*WORK ITEM:*
Send back the records exactly as written, with no images.

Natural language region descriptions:
════

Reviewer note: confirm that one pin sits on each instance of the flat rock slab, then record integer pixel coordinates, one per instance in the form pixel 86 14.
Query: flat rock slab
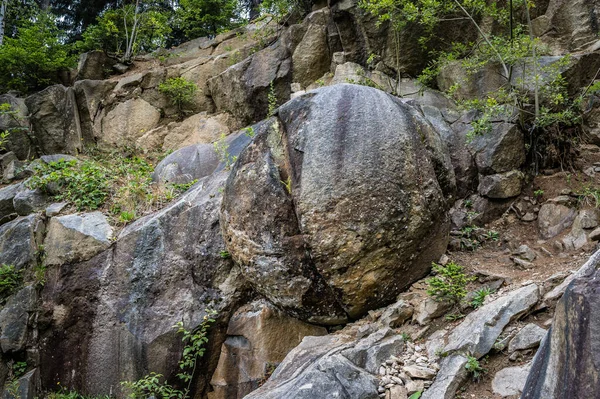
pixel 510 381
pixel 478 332
pixel 529 337
pixel 75 238
pixel 554 218
pixel 451 375
pixel 333 366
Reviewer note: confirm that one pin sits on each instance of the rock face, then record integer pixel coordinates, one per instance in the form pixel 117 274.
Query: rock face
pixel 333 366
pixel 242 89
pixel 501 150
pixel 312 56
pixel 479 331
pixel 510 381
pixel 75 238
pixel 568 353
pixel 107 319
pixel 196 161
pixel 19 241
pixel 554 218
pixel 54 118
pixel 528 337
pixel 128 121
pixel 19 141
pixel 316 181
pixel 258 339
pixel 14 319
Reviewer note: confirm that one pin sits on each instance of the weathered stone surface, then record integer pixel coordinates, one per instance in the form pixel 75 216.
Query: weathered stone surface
pixel 357 230
pixel 242 90
pixel 171 257
pixel 258 339
pixel 30 201
pixel 510 381
pixel 14 318
pixel 19 241
pixel 569 25
pixel 29 385
pixel 451 375
pixel 470 85
pixel 502 185
pixel 128 121
pixel 528 337
pixel 396 314
pixel 196 161
pixel 94 65
pixel 329 367
pixel 554 218
pixel 7 196
pixel 312 57
pixel 55 209
pixel 588 218
pixel 595 235
pixel 54 119
pixel 499 151
pixel 454 136
pixel 197 129
pixel 478 332
pixel 91 96
pixel 568 353
pixel 19 141
pixel 76 238
pixel 430 309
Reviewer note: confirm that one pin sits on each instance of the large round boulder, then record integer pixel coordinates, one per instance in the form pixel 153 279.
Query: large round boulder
pixel 339 204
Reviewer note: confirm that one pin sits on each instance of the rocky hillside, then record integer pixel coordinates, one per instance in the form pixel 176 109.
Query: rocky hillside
pixel 292 213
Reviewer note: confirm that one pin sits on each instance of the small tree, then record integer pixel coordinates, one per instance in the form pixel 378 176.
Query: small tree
pixel 179 90
pixel 34 57
pixel 128 30
pixel 199 18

════

*EXERCISE SOLUTION:*
Reviewer note: confirm that one pin sits on each instance of the flat rock slab, then record integer pixel coordinates, one per instance in the form pixel 86 14.
Query: flat rock slab
pixel 510 381
pixel 478 332
pixel 529 337
pixel 75 238
pixel 554 218
pixel 451 375
pixel 333 366
Reviewer note: confirm that one pin sits on each instance of the rock face, then record integer pixel coordinates, one per instance in the form pixel 117 274.
Query: rock face
pixel 333 366
pixel 242 89
pixel 501 150
pixel 312 56
pixel 479 331
pixel 510 381
pixel 75 238
pixel 568 353
pixel 107 319
pixel 196 161
pixel 19 241
pixel 554 218
pixel 54 118
pixel 528 337
pixel 128 121
pixel 19 141
pixel 316 181
pixel 258 339
pixel 14 319
Reviewer note: confirm that one pin sits on each instance of the weathered stone surface, then record integer pixel coordinates, one per instance in the form pixel 75 216.
Query: weathered stone surface
pixel 357 230
pixel 242 90
pixel 171 257
pixel 258 339
pixel 30 201
pixel 510 381
pixel 14 318
pixel 19 241
pixel 569 25
pixel 29 385
pixel 451 375
pixel 470 85
pixel 502 185
pixel 128 121
pixel 528 337
pixel 396 314
pixel 196 161
pixel 94 65
pixel 329 367
pixel 554 218
pixel 7 196
pixel 312 57
pixel 55 209
pixel 588 218
pixel 595 235
pixel 54 119
pixel 499 151
pixel 454 136
pixel 197 129
pixel 478 332
pixel 91 96
pixel 568 353
pixel 19 141
pixel 76 238
pixel 430 309
Reviewer note: confirm that one pin sits on each instance of the large round boulder, then record integer pixel coordinates, one per instance in the form pixel 153 279.
Query: large round boulder
pixel 339 204
Reviewer note: confirm that one pin sits on each instance of the rocky hillside, then record integer pixel coordinates, one per instance in the form pixel 176 109.
Query: rocky hillside
pixel 292 213
Reviewer note: confirm that one pin sits on each instance of the small tree, then record integer pixel coordinates, one per instance in the form pixel 378 176.
Query: small tree
pixel 179 90
pixel 34 57
pixel 128 30
pixel 199 18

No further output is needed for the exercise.